**Record set**

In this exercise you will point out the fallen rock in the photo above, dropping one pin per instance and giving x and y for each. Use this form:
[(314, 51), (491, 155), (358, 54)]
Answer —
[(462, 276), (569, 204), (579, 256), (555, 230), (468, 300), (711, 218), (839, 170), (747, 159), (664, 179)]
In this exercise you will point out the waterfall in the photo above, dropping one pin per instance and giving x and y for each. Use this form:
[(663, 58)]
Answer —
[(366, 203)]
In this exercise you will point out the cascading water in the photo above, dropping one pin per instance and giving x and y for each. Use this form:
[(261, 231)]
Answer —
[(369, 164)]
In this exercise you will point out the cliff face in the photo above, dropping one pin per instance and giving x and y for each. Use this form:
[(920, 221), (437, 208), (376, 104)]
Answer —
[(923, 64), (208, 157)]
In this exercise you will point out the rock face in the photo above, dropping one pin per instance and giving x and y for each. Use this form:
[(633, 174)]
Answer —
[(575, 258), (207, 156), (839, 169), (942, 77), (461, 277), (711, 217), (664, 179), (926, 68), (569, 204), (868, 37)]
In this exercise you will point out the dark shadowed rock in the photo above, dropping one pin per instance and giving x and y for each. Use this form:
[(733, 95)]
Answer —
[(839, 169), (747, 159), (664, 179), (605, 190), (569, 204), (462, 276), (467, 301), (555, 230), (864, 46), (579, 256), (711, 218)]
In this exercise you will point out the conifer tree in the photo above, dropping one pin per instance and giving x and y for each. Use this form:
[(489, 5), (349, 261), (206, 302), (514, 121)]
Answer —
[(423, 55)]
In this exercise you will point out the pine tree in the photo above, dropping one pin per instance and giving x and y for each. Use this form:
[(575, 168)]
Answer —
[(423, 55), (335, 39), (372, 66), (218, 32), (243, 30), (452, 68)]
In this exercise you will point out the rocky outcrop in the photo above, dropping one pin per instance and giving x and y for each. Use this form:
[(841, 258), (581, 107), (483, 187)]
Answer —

**Your goal**
Copy each line containing the word "face" from the data.

**Worked solution**
In this exercise you will point out the cliff face in the photo above, dropping one pin per instance and giving x and y for each. Use this form:
In this exercise you will point out the rock face in the photo above, dropping one pin per instance and giving x and y for each. Use this form:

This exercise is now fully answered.